● **TEXT SECTION**:
# # # #
During this period of labor ferment, millenarian and messianic instability continued among more backward rural laborers and workers. A crippled shoemaker, Zion Ward, took up Southcott’s mantle, claiming to be Christ, while denouncing the official Church. Another, T.N. Tom, claimed God would take his vengeance on the rich and society. 12 of his armed followers were killed in a forest battle with police when they tried to arrest him.
The
Revolutionary Crisis of 1832
Thompson considers 1832, like 1819, to be another point of
potential revolution, as the Reform Bill was being heard in Parliament. The ‘bunker’ reactionaries were against any
concessions – Wellington, the Bishops, many Peers, the King. It would give the
right to vote in England and Wales to male householders who paid £10 rent, to small
landowners, to tenant farmers and to shopkeepers. Note it excluded men without property, all
women and also all of Scotland and Ireland, which were still colonies or being
treated as such. The Bill was roundly
opposed by the working-class movement of the day, as it was not even for full
male suffrage. But the middle-class
preferred this ‘half a loaf’ as Cobbett called it, which actually looked more like
crumbs.
Huge demonstrations of 100K workers happened in London and
Birmingham for a better bill. In Leeds
the suggestion was made in a mass rally that the banks be attacked, that the
Political Unions should arm themselves and that no one should pay taxes. The
poorest, most desperate sectors of the working class rioted in Derby,
Nottingham and Bristol. The proletarian Poor People’s Guardian published a guide
to street fighting. The middle-class reformers waved the threat of revolution
in the face of the reactionary elite, who finally, after 11 days of debate in
the House of Lords, passed the measure. Compromise saved the system. This was the intention of the middle-class
‘reformers’ (we can now put them in quote marks) - to bind the population to
the State and property via this compromise.
This seems somewhat similar to Obama telling Wall Street’s
executives in 2009 that he was the only thing between them and “the pitchforks.”
Similarly we did not get any kind of
real Wall Street ‘reform’ bill except the toothless Gramm-Leach-Bliley bill. The
trillions pumped into the coffers of the banks by the government only confirmed
the fact that the Kings of Finance in the U.S. were still in control.
The details of the Reform Bill are even worse. The sponsors found out through surveys that
barely 1 in 50 workers paid £10 rent and qualified to vote. In the town of Holbeck of 11,000, only 150
would get the vote. In Leeds, (pop. 124,000) 355 workers could vote. And so on.
# # # #
● **WORK INSTRUCTIONS**: Please return, word for word, the section of the text on the 1832 Reform Bill crisis that begins at "This seems somewhat" and stops after "still in control.".

(Rows from a pointing dataset)
# # # #
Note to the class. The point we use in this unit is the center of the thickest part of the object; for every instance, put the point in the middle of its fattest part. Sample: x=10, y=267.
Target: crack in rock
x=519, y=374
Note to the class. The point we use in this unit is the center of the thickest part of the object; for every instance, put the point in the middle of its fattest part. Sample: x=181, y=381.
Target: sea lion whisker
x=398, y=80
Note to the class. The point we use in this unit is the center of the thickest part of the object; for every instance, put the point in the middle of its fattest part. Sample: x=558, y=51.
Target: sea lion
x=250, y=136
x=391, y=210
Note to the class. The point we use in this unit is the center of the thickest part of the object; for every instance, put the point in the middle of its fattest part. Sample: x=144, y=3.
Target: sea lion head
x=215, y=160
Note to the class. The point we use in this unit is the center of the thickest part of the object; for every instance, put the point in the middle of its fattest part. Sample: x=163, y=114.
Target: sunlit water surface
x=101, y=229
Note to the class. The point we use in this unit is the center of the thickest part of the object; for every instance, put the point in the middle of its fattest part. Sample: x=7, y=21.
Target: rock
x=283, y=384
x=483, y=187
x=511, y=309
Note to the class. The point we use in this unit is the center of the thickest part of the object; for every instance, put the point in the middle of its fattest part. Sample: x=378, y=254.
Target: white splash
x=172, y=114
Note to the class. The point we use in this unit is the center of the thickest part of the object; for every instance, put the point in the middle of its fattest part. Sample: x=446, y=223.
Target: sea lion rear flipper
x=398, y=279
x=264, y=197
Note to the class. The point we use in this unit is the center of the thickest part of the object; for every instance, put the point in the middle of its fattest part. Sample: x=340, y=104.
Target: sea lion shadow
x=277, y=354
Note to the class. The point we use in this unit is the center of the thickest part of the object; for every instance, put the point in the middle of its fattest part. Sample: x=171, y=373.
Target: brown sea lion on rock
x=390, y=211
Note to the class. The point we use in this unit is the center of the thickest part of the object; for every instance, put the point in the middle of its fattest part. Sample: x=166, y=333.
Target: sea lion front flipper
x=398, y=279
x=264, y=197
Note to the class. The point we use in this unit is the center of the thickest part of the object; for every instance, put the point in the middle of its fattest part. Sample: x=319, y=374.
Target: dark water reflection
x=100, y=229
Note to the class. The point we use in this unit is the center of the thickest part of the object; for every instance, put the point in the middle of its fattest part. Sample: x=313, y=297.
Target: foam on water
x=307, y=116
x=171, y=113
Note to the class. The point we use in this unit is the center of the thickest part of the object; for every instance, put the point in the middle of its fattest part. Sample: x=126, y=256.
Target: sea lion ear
# # # #
● **RESPONSE TO THE TASK**:
This seems somewhat similar to Obama telling Wall Street’s
executives in 2009 that he was the only thing between them and “the pitchforks.”
Similarly we did not get any kind of
real Wall Street ‘reform’ bill except the toothless Gramm-Leach-Bliley bill. The
trillions pumped into the coffers of the banks by the government only confirmed
the fact that the Kings of Finance in the U.S. were still in control.